** Begin Provided material **

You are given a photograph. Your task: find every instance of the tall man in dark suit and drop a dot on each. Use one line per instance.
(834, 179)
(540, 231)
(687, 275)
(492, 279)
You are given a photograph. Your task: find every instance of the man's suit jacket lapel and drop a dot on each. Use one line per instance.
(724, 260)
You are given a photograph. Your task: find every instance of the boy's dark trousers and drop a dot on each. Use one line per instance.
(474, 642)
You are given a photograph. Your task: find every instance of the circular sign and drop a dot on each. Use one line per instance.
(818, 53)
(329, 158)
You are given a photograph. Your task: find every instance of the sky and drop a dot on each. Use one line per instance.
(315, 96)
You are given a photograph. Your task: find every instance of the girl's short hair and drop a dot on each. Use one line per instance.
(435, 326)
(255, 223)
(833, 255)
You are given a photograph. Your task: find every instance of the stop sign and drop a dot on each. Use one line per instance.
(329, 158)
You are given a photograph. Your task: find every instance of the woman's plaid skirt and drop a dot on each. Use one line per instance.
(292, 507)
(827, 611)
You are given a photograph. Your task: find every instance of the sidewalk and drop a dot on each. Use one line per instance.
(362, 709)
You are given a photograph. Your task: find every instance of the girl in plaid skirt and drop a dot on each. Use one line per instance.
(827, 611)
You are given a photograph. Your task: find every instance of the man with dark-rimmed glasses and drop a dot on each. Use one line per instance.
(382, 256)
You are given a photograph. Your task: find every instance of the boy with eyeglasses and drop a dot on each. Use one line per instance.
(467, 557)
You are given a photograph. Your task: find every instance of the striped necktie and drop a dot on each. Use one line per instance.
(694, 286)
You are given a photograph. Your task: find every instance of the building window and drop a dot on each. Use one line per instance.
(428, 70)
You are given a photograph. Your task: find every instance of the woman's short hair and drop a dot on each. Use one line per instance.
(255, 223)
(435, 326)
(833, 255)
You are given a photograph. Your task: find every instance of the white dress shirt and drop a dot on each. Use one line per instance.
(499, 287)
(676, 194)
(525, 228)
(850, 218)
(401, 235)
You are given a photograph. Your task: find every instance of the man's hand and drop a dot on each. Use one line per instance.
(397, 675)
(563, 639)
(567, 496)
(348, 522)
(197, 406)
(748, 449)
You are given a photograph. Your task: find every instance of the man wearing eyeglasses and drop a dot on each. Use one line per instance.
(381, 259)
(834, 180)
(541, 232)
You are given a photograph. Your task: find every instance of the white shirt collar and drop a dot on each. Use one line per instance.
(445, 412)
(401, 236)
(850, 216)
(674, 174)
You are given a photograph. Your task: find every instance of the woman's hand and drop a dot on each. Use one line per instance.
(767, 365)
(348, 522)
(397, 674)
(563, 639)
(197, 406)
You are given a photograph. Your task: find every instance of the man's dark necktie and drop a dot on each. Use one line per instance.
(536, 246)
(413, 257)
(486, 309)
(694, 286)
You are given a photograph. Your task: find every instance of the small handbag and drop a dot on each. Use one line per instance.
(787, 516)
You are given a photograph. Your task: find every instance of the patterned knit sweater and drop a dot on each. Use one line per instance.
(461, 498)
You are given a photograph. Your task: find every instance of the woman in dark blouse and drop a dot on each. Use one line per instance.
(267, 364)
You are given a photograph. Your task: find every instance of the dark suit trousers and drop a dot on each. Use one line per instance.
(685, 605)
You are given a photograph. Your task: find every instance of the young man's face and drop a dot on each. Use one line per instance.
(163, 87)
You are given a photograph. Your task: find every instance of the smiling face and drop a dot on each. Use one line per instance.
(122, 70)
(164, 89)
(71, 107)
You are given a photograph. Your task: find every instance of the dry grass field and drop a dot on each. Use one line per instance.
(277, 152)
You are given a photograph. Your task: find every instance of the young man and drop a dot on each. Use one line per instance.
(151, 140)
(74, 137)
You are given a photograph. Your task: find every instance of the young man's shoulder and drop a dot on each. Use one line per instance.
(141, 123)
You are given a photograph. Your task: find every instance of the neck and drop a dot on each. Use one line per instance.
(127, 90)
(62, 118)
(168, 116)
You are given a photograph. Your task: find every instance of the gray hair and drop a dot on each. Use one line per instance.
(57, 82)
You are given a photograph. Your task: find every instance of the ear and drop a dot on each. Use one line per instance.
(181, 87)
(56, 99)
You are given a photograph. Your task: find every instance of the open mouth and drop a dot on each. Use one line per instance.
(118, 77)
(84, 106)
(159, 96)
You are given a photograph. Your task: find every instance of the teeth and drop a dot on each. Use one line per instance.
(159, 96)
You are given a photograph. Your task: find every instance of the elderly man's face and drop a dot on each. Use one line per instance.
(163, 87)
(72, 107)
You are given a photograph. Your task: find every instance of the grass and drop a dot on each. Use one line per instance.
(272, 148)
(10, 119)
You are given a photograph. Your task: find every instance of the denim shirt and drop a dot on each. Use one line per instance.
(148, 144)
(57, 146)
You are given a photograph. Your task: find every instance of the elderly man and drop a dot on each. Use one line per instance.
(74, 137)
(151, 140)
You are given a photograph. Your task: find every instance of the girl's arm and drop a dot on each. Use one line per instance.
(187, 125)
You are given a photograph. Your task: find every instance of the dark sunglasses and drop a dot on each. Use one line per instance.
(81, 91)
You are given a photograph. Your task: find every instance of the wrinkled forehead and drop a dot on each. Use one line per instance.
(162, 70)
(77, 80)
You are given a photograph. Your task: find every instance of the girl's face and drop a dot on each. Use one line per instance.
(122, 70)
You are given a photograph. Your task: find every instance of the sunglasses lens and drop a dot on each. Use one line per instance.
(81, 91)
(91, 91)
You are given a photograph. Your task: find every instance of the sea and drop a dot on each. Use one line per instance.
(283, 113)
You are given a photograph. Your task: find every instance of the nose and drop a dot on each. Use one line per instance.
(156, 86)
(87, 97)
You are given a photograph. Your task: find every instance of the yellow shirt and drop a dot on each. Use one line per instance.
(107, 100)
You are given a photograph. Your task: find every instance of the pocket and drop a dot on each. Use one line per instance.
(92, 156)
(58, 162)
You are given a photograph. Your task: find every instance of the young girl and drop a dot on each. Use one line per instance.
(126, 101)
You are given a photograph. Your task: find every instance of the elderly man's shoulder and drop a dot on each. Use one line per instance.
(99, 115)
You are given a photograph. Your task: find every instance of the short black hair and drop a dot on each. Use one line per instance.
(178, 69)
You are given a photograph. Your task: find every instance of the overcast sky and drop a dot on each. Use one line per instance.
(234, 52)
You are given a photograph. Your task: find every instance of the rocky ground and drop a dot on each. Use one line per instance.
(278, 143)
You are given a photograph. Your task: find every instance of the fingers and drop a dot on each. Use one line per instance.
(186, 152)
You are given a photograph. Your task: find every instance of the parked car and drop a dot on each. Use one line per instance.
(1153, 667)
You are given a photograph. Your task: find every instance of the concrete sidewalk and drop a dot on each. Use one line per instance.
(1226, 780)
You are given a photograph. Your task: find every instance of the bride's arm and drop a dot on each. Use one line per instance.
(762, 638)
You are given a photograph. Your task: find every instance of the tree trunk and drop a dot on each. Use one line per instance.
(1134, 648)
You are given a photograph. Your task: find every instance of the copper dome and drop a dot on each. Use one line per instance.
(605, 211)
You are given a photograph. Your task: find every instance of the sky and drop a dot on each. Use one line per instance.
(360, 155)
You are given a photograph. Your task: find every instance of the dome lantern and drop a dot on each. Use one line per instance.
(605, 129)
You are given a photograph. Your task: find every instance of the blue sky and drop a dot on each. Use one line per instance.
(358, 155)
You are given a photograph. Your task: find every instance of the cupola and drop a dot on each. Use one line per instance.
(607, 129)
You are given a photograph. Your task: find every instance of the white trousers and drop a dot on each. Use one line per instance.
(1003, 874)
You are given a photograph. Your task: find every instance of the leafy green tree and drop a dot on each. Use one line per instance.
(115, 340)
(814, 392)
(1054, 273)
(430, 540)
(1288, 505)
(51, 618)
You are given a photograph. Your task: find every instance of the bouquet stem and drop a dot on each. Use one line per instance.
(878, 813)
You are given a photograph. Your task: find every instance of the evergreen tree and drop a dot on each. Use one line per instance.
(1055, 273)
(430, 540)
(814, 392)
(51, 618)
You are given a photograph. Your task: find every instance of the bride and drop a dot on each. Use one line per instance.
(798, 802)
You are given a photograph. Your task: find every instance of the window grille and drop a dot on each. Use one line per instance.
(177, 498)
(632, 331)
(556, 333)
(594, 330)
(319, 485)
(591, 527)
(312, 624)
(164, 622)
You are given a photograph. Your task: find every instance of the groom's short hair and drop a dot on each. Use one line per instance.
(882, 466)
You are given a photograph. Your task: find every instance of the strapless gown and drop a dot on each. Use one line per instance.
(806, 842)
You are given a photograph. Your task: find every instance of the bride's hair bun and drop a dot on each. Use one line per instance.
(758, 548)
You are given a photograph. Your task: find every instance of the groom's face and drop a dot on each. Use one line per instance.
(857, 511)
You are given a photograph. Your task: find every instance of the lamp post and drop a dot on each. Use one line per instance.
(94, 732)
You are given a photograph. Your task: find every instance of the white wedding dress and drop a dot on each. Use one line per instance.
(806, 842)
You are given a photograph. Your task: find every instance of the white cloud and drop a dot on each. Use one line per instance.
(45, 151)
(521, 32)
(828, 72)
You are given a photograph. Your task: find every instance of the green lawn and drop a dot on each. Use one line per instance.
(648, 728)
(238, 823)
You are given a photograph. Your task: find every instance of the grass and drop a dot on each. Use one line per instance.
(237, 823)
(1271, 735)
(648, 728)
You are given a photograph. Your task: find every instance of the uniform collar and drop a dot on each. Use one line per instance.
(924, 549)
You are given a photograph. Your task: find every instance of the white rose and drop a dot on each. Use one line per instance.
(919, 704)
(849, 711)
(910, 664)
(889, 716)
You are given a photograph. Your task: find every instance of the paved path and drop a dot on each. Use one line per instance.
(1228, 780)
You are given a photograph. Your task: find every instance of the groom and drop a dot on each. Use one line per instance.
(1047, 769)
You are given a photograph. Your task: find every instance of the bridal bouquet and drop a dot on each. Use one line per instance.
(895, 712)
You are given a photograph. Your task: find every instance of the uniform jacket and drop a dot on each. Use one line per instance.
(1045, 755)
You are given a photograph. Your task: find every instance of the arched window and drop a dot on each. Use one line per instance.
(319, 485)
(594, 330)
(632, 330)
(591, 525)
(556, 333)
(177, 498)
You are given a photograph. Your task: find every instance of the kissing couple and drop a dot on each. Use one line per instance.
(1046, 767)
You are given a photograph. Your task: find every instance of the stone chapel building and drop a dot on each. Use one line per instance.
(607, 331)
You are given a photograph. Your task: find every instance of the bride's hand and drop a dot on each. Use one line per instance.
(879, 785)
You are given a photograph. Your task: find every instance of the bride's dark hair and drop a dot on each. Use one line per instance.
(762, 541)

** End Provided material **

== Do this ==
Repeat the stretch of rows from the line containing "of the copper" through the line containing "(1003, 874)", with both ends included.

== Expected answer ==
You are given a photograph. Your task: find every instance of the copper dome and drop a dot on each. Use one line per instance.
(605, 211)
You are given a photograph. Your task: find every instance of the sky and drop a dot on each. Use one line per instance.
(360, 155)
You are given a photograph. Your task: find every instance of the dome lantern and drop a dot on each. Use one line per instance.
(605, 129)
You are given a photograph. Your task: find every instance of the blue sky and drop a dot on each. Use one line per instance.
(358, 155)
You are given a photograph. Your task: find every instance of the cupola and drop a dot on each. Use one line per instance.
(607, 129)
You are given a photograph. Your task: find every instance of the white trousers and drop a dot on each. Use one line per instance.
(1003, 874)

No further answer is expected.